西部邁さん (c)朝日新聞社
西部邁さん (c)朝日新聞社

 評論家の西部邁さん(享年78)の自殺を助けた自殺幇助の疑いで東京メトロポリタンテレビジョン(MXテレビ)の子会社の社員ら2人が5日、逮捕された。西部さんの長女、智子さんは本誌の取材にこう語った。

「自分たちのために本当に申し訳ないことをさせてしまいました。(父は)自殺ということで片付くのではないかと思っていたのではないかと思います」

 警視庁に5日、逮捕されたのは、窪田哲学(45)、青山忠司(54)容疑者の2容疑者。

 窪田容疑者はMXテレビの子会社「MXエンターテインメント」の社員で西部氏が出演する番組のプロデューサーだった。4月24日に予定されている西部氏を忍ぶ会のまとめ役もしていた。警視庁は同日、同社を捜索し、裏付けを進めている。

 一方、青山容疑者は20年来の親交があり、西部氏が主宰する私塾の塾頭だったという。2人は1月21日に西部氏を東京都大田区の多摩川に連れていき、西部さんの体をロープを使うなどして川に入水させ、自殺を助けたとされる。智子さんが申し訳なさそうに語る。

· · ·

§ 担当課題 1: 記録の中から、「lens」という文字列を含む行をすべて集めてください。
この記事と記録とは、互いに何の関係もありません。

(収集データ記録)
· · ·

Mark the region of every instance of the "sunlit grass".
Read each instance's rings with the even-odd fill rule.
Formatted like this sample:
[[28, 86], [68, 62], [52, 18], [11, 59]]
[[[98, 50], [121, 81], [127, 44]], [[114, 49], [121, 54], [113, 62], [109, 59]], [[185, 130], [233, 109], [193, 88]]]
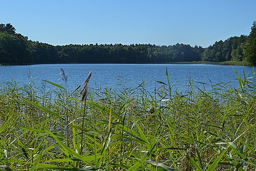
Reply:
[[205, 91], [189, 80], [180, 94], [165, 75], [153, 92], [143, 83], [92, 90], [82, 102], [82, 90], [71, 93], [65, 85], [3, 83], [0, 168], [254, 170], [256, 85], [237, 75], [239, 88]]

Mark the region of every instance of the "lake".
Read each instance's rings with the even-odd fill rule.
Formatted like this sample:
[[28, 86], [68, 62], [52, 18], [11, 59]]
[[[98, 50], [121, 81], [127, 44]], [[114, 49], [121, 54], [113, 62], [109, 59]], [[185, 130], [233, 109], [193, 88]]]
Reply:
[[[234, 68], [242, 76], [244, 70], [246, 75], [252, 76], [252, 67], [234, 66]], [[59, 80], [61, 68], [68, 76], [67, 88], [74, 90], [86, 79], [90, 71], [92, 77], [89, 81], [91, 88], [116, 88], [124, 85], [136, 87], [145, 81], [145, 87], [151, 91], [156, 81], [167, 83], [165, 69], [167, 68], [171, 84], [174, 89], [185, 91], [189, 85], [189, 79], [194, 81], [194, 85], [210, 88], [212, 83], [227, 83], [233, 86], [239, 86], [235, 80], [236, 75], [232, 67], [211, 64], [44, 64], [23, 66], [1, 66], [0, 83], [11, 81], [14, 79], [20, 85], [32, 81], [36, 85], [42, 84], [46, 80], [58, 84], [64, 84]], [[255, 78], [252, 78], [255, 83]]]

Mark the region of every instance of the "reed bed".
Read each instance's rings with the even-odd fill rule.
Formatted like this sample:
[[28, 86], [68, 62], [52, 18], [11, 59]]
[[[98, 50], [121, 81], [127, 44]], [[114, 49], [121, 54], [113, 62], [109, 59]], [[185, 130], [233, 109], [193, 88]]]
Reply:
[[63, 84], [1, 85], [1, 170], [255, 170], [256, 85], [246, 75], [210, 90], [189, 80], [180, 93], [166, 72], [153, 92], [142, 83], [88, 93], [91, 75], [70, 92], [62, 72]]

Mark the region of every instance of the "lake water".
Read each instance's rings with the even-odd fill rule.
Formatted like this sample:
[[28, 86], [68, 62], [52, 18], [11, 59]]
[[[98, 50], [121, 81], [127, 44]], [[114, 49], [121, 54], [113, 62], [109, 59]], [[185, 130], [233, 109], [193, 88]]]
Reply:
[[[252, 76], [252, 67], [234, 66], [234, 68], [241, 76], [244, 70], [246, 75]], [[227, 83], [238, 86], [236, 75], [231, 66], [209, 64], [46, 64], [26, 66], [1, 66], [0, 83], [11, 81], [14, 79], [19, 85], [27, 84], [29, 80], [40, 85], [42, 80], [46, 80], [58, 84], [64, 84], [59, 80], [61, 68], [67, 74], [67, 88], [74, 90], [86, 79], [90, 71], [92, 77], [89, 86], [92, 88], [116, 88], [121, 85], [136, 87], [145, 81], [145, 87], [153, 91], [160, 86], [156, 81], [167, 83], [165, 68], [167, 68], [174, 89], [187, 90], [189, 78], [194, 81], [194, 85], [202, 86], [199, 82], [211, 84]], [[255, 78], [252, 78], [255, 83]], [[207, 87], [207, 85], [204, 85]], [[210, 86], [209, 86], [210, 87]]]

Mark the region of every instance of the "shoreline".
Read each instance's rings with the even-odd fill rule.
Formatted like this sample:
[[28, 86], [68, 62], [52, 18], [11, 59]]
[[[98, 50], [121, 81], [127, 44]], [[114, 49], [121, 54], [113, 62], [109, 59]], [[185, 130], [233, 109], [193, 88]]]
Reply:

· · ·

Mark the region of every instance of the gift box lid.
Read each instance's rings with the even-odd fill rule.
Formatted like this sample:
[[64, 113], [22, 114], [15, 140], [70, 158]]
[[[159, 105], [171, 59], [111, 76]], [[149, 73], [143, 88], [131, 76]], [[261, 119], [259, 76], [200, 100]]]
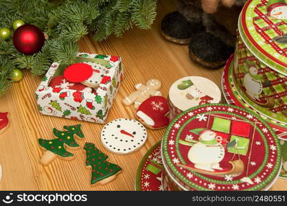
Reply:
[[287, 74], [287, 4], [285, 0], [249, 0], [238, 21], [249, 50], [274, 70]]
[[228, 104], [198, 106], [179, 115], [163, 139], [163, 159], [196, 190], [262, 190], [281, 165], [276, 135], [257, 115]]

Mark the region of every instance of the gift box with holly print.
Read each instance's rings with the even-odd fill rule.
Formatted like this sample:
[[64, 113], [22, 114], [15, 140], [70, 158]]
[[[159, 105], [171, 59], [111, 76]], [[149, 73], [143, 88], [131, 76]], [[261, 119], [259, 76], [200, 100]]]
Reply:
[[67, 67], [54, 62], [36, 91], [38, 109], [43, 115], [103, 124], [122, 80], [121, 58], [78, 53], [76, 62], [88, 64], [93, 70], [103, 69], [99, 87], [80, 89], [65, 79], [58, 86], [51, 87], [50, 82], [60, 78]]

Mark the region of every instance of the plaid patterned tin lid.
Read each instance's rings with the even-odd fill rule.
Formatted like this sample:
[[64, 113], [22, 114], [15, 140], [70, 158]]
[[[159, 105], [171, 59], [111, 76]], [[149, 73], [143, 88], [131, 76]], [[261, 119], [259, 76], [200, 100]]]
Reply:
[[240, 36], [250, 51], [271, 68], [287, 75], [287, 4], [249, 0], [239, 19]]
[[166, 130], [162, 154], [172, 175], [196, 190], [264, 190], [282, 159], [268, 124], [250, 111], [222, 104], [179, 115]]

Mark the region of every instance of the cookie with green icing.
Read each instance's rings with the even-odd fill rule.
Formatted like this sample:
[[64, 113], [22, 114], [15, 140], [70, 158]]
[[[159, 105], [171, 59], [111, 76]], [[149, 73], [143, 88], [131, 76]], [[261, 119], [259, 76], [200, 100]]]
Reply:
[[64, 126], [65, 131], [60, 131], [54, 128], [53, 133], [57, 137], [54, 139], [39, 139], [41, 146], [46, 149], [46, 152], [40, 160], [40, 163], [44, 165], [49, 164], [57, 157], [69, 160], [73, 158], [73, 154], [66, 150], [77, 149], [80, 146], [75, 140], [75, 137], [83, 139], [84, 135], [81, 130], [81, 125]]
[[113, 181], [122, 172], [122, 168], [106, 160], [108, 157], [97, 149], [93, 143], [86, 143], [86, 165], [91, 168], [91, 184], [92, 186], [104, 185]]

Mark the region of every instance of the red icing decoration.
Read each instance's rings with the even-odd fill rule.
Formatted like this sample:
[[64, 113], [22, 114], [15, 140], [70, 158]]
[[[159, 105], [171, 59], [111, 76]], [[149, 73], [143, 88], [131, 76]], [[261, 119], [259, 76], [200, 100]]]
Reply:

· · ·

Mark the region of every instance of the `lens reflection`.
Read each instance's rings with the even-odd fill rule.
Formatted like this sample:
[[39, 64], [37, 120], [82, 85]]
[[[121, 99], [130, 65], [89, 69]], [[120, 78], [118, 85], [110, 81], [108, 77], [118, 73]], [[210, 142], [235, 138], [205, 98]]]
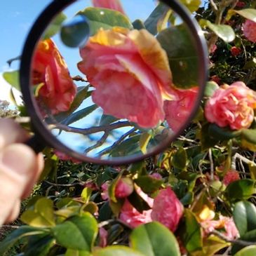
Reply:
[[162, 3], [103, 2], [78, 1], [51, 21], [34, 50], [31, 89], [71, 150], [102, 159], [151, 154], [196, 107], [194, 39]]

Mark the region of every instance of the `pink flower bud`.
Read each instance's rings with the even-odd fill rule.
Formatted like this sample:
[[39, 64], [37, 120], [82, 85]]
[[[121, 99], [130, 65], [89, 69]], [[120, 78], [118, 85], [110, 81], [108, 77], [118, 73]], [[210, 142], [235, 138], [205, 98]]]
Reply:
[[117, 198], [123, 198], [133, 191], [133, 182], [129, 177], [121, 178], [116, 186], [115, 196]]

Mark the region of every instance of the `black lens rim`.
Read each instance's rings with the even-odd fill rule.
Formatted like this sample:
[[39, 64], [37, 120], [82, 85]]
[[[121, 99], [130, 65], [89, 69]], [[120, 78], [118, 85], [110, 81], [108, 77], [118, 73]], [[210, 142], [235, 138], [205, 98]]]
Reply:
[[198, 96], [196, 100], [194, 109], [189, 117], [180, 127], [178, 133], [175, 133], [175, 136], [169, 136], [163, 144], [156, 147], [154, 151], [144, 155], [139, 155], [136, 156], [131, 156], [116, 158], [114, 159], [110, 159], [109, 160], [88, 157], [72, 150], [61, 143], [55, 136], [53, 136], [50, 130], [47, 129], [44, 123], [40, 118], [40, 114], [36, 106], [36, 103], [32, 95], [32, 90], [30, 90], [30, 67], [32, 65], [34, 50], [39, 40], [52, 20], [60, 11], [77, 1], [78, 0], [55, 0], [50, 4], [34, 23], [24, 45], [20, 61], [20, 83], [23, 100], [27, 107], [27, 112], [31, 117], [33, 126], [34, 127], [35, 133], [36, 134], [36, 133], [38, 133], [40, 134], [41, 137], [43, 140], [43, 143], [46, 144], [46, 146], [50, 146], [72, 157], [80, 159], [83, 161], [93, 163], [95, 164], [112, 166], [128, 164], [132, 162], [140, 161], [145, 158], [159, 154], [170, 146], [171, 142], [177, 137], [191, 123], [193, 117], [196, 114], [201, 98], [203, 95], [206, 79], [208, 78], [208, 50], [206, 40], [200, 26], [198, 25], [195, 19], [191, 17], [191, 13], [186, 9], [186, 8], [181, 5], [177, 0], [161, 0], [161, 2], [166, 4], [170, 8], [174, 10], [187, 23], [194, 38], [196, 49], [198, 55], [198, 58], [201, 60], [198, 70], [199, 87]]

· · ·

§ 担当課題 2: 記事のうち「警視庁に5日、逮捕されたのは」から「捜索し、裏付けを進めている。」までの箇所を、一字一句違えずに複写してください。

§ 完全な解答 1:
Mark the region of every instance of the `lens reflection`.
Mark the region of every instance of the `black lens rim`.

§ 完全な解答 2:
警視庁に5日、逮捕されたのは、窪田哲学(45)、青山忠司(54)容疑者の2容疑者。

 窪田容疑者はMXテレビの子会社「MXエンターテインメント」の社員で西部氏が出演する番組のプロデューサーだった。4月24日に予定されている西部氏を忍ぶ会のまとめ役もしていた。警視庁は同日、同社を捜索し、裏付けを進めている。